-------- TEXTE SOURCE

La zone entourant le complexe Bandra Kurla est un mélange frappant de richesse extrême et de pauvreté extrême. On y trouve les consulats généraux de plusieurs pays, des sièges sociaux de grandes entreprises, ainsi que la Bourse nationale de l’Inde. Ce quartier d’affaires central de Mumbai, connu pour ses gratte-ciels modernes, abrite également des infrastructures culturelles comme le Centre culturel Nita Mukesh Ambani et le premier Apple Store en Inde. Cependant, à proximité, des bidonvilles comme Dharavi rappellent les inégalités sociales marquantes de la ville. | © Johnny Miller

En Inde, par exemple, les photos de Miller montrent des contrastes frappants entre les quartiers riches et les bidonvilles de Mumbai. Les hôtels de luxe côtoient des zones où l’accès à l’eau potable et aux services de base est limité. À Mexico, des canaux et des routes séparent les quartiers aisés des zones plus pauvres, illustrant les barrières physiques qui perpétuent les inégalités.

La péninsule sud du Cap, à environ 20 km du centre-ville de Cape Town, montre un contraste frappant entre richesse et pauvreté

La péninsule sud du Cap, à environ 20 km du centre-ville de Cape Town, montre un contraste frappant entre richesse et pauvreté. D’un côté, les banlieues pittoresques comme Noordhoek et Fish Hoek, et de l’autre, Masiphumelele avec ses cabanes en tôle et ses défis sociaux. Entre les deux, les zones humides forment une frontière invisible mais palpable. La communauté de Lake Michelle, entourée d’une clôture électrifiée et accessible par un poste de garde, ajoute à cette dichotomie. | © Johnny Miller

Le travail de Johnny Miller est une invitation à regarder de plus près les inégalités qui nous entourent et à réfléchir aux moyens de les surmonter. Ses photographies aériennes sont un puissant rappel que les disparités économiques et sociales ne sont pas seulement des statistiques, mais des réalités visibles qui affectent des millions de vies à travers le monde.

----------------
-------- DONNÉES FOURNIES

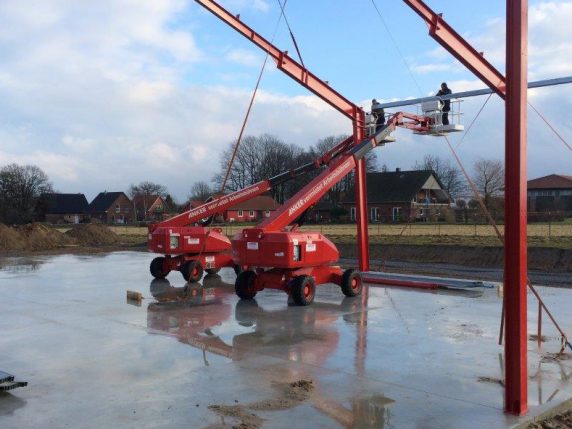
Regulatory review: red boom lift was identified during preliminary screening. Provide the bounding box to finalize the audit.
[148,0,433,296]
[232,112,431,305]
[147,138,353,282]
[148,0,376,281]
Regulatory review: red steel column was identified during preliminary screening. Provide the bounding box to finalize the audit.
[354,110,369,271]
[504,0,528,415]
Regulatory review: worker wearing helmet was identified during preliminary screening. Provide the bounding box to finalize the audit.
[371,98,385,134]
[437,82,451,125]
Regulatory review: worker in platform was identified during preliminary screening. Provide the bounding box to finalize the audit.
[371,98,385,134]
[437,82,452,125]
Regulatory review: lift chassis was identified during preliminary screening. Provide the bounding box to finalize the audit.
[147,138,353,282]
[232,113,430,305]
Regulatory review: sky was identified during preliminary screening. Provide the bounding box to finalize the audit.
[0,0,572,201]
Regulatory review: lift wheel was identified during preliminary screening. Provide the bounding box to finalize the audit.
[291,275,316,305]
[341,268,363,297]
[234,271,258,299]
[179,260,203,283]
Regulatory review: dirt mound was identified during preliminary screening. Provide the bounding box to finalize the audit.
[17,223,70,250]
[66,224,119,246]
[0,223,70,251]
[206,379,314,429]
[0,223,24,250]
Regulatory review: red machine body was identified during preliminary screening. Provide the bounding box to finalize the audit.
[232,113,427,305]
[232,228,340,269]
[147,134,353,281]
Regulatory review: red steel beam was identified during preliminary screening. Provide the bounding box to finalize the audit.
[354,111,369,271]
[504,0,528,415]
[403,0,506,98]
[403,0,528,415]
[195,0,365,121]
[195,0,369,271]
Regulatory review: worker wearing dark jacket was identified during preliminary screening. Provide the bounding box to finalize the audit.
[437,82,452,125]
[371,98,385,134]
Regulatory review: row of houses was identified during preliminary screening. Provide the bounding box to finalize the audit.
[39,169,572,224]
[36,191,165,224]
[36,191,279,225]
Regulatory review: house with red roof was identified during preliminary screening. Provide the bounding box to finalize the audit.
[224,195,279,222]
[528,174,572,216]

----------------
-------- DONNÉES FOURNIES

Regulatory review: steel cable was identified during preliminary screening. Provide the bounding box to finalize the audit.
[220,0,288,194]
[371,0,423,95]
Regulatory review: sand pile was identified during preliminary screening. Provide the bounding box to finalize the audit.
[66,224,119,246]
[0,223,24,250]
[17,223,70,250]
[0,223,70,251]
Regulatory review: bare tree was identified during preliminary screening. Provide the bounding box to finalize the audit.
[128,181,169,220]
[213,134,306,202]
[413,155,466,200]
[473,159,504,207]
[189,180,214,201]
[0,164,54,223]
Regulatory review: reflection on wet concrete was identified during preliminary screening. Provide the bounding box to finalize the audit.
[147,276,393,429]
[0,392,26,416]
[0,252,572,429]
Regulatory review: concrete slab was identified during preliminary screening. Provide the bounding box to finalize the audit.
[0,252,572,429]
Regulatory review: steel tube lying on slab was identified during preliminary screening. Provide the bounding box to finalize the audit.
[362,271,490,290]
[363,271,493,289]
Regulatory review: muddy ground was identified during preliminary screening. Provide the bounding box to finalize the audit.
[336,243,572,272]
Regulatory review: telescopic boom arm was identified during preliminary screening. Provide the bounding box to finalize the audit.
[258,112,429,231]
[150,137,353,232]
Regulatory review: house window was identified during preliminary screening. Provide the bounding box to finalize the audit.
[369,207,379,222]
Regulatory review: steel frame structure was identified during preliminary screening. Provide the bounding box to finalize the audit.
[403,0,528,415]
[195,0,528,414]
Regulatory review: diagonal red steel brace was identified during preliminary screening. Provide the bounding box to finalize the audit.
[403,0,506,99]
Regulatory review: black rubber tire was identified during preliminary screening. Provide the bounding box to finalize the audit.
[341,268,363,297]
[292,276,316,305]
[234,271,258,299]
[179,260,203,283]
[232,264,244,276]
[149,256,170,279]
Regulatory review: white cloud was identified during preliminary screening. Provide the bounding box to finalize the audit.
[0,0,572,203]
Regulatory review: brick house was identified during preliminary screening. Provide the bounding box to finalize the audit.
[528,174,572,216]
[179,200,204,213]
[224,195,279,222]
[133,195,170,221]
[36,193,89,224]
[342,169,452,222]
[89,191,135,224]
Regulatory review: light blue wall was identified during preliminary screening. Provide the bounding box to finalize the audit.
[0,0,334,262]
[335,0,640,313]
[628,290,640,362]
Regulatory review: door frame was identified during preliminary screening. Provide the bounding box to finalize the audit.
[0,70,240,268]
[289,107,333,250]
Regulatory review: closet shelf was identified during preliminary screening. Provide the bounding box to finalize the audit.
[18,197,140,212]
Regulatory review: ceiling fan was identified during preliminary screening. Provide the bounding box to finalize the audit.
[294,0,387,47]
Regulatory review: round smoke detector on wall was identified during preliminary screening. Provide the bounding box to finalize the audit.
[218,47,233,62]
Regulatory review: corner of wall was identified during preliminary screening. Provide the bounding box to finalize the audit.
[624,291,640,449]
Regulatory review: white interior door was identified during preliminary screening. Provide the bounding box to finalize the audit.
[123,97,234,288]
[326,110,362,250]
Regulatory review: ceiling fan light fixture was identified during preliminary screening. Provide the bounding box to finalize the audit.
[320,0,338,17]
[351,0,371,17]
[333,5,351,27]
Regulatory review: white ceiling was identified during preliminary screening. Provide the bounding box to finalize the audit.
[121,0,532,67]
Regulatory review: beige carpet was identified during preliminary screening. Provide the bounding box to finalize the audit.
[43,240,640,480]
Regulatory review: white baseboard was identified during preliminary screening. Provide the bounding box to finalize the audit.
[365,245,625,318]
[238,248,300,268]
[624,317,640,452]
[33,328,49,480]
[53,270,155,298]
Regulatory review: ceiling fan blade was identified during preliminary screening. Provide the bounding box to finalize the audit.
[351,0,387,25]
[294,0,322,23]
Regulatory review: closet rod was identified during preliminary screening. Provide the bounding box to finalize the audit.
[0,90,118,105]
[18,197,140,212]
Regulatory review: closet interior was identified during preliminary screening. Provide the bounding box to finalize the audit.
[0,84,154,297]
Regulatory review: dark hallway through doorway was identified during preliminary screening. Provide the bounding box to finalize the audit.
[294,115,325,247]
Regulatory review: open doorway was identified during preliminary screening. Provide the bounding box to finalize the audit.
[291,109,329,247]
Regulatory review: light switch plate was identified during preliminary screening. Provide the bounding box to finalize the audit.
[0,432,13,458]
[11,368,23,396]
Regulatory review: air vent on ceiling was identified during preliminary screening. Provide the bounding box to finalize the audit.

----------------

TÂCHES À RÉALISER =
(a) Recopiez le passage du texte sur les photos de Johnny Miller compris entre « En Inde, par » et « perpétuent les inégalités. », ces deux extrémités incluses.
(b) Relevez dans le texte sur les photos de Johnny Miller tous les quartiers et communautés de la péninsule sud du Cap qui y sont nommés.
Ces enregistrements proviennent d'une autre source.

CORRIGÉ =
(a)
En Inde, par exemple, les photos de Miller montrent des contrastes frappants entre les quartiers riches et les bidonvilles de Mumbai. Les hôtels de luxe côtoient des zones où l’accès à l’eau potable et aux services de base est limité. À Mexico, des canaux et des routes séparent les quartiers aisés des zones plus pauvres, illustrant les barrières physiques qui perpétuent les inégalités.

(b) Noordhoek, Fish Hoek, Masiphumelele, Lake Michelle